EXERCISE BRIEF. Retype all of the entries word for word.

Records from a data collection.
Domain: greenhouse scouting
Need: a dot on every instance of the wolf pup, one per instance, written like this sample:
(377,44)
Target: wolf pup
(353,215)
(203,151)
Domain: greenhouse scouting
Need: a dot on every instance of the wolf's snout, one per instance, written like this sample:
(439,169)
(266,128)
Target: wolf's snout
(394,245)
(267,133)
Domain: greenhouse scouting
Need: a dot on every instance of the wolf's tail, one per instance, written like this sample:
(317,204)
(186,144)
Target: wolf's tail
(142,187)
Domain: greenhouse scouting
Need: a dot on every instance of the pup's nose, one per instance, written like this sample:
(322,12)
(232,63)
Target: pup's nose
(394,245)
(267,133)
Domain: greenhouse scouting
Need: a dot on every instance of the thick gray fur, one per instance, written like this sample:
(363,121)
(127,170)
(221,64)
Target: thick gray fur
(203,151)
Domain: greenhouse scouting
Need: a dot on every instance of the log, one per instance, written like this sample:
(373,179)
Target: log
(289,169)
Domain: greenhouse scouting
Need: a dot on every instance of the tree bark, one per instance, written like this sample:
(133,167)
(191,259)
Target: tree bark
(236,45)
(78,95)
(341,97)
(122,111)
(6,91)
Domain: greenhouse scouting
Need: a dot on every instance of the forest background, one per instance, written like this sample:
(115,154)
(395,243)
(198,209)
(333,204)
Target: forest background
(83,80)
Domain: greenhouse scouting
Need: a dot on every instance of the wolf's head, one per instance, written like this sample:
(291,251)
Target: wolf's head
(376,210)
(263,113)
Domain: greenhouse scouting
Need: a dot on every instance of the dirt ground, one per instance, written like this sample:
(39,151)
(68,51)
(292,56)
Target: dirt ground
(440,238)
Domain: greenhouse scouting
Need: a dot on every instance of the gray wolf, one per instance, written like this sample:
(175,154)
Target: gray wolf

REPLY TO THE TASK.
Domain: greenhouse scouting
Need: a dot on every instance of the wolf pup, one per instance, written like this sample:
(377,44)
Target: wolf pup
(353,215)
(203,151)
Domain: greenhouse scouting
Need: a dot on every instance of the wolf's snout, one per instance, written like this sample:
(439,169)
(266,128)
Target: wolf's snout
(394,245)
(267,133)
Domain: greenhouse scouting
Need: a dot on every instance of the wolf's tail, one per instance, written like this sample:
(317,204)
(186,144)
Target: wolf's tail
(142,187)
Domain: greenhouse scouting
Need: a dot on every instance of the pup's nose, one per instance, written like this sample:
(322,12)
(232,63)
Target: pup's nose
(394,245)
(267,133)
Domain: greenhouse scouting
Need: a dot on every instance of the thick gray fur, one per instance, written like this sample:
(363,121)
(127,170)
(221,64)
Target: thick gray fur
(203,151)
Domain: greenhouse scouting
Need: a dot on every instance of the log, one per instance, written like this sample:
(373,179)
Target: log
(289,169)
Domain: greenhouse scouting
Need: a dot on every instance of the tree bark, one per instance, written like this sample:
(133,167)
(191,259)
Target: tree bark
(236,45)
(78,95)
(341,97)
(122,111)
(6,91)
Domain: greenhouse scouting
Need: a dot on every instance of the forest background, one per instance, written like this sample:
(115,154)
(395,243)
(198,209)
(333,204)
Target: forest background
(83,80)
Domain: greenhouse scouting
Need: a dot on every instance of the wolf's head, one per instance, written like this sample:
(291,251)
Target: wolf's head
(376,210)
(263,113)
Domain: greenhouse scouting
Need: a dot on every instance of the dirt ground, one per instance, written like this sample:
(39,151)
(68,51)
(292,56)
Target: dirt ground
(440,238)
Domain: greenhouse scouting
Need: a dot on every instance of the gray wolf, one per instance, written like this sample:
(175,154)
Target: gray wolf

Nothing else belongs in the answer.